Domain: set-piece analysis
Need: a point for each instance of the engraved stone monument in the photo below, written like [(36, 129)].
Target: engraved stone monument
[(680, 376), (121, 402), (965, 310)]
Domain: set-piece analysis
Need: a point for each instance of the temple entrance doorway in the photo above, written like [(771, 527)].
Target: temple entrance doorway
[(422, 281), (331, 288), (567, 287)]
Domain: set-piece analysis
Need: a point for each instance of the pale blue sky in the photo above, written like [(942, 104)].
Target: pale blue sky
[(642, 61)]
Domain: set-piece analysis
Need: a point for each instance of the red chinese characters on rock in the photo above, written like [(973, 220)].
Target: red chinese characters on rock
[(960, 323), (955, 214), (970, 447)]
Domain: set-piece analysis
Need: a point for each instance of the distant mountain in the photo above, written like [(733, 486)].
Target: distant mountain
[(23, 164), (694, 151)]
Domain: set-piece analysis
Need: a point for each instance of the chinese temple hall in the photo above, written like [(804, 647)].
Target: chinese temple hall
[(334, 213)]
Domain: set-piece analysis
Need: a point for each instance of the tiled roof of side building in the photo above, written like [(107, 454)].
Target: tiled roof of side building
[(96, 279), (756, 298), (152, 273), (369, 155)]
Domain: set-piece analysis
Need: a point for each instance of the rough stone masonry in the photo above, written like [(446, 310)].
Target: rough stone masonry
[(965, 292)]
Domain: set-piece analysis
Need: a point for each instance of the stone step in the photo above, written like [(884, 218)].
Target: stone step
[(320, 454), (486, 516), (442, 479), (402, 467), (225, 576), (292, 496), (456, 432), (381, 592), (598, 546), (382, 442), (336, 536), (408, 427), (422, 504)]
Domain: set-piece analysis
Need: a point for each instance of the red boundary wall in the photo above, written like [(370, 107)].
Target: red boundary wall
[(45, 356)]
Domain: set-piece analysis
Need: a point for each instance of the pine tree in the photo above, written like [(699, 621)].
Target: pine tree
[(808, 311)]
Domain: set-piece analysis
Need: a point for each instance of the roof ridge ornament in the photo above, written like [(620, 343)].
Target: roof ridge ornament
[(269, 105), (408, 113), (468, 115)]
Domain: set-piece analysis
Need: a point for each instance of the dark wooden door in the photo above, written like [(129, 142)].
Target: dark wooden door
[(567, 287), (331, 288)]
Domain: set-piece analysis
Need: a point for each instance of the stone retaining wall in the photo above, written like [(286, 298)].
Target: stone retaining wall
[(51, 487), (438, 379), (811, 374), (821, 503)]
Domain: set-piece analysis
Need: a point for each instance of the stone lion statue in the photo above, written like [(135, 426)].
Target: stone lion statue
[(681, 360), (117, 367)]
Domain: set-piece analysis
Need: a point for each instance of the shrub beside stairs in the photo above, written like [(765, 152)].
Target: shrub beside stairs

::::

*What you have to do*: Write out every line of the material again, exactly as it reads.

*Response to this exercise*:
Domain: set-piece analysis
Need: a point for each instance of the engraved stone monument in the photo below, written like [(36, 129)].
Target: engraved stone monument
[(680, 376), (121, 402), (965, 310)]
Domain: set-piece analysis
Need: a point for each instance of the temple entrance doorway in the photo above, written like [(771, 527)].
Target: temple entrance doorway
[(422, 281), (331, 288), (567, 287)]
Domain: set-piece analysis
Need: a point for each instance of the pale blue sky in the photo above, written like [(942, 104)].
Target: pale blue sky
[(642, 61)]
Domain: set-piece analysis
Need: a point for each instance of the red chinese characters on rock in the photo above, written like [(973, 220)].
Target: red chinese characters on rock
[(960, 323), (955, 214), (970, 447)]
Domain: set-piece analysis
Need: a point for each instance of the distant mountain in the photo above, written like [(733, 486)].
Target: distant mountain
[(23, 164), (694, 151)]
Domain: set-piece analysis
Need: a point for each instance of the chinese temple hall in the photo above, written like [(804, 647)].
Target: chinese temple hall
[(334, 213)]
Domain: set-piece analysis
Need: a point for each instance of the tiled roof of side building in the photo above, written like [(107, 454)].
Target: tiled roof of side building
[(96, 279), (756, 298), (152, 273), (369, 155)]
Domain: set-piece analysis
Need: a point for each instance of the rough stone masonry in the photo above, written like [(446, 310)].
Target: rough stone masonry
[(965, 292)]
Domain: set-piece analysis
Need: a point for each instance of the stone step in the photo above, written like [(884, 218)].
Target: stone step
[(320, 454), (486, 516), (442, 479), (402, 467), (225, 576), (292, 496), (456, 432), (381, 592), (598, 546), (382, 442), (336, 536), (408, 427), (422, 504)]
Domain: set-piece analysis
Need: a point for each instance of the red boundary wall in the photo above, written like [(370, 107)].
Target: red boundary wall
[(45, 356)]
Domain: set-piece analysis
Need: a point for each instance of the pine tree in the photo above, written like [(699, 621)].
Target: pine tree
[(808, 311)]
Domain: set-piece analysis
Need: a point for each instance of the roof ridge ornament in the photo above, written like [(620, 343)].
Target: roof ridge ornament
[(269, 105), (408, 113), (468, 115)]
Domain: set-piece analysis
Need: a point for each instance of the dark wooden door in the photo above, written like [(129, 142)].
Target: dark wooden door
[(567, 287), (331, 288)]
Domain: set-piece analysis
Need: a point for each instance of the stone retaining wall in the photo above, written like [(286, 298)].
Target: stone retaining wall
[(51, 487), (438, 379), (811, 374), (821, 503)]
Domain: set-piece analysis
Need: a point for each instance of the stone lion statue in the photo above, written like [(135, 426)].
Target: stone lion statue
[(681, 360), (117, 367)]
Domain: set-piece analysis
Need: a point for each instance of the shrub beside stairs in the photo above, written like [(765, 152)].
Target: shrub beside stairs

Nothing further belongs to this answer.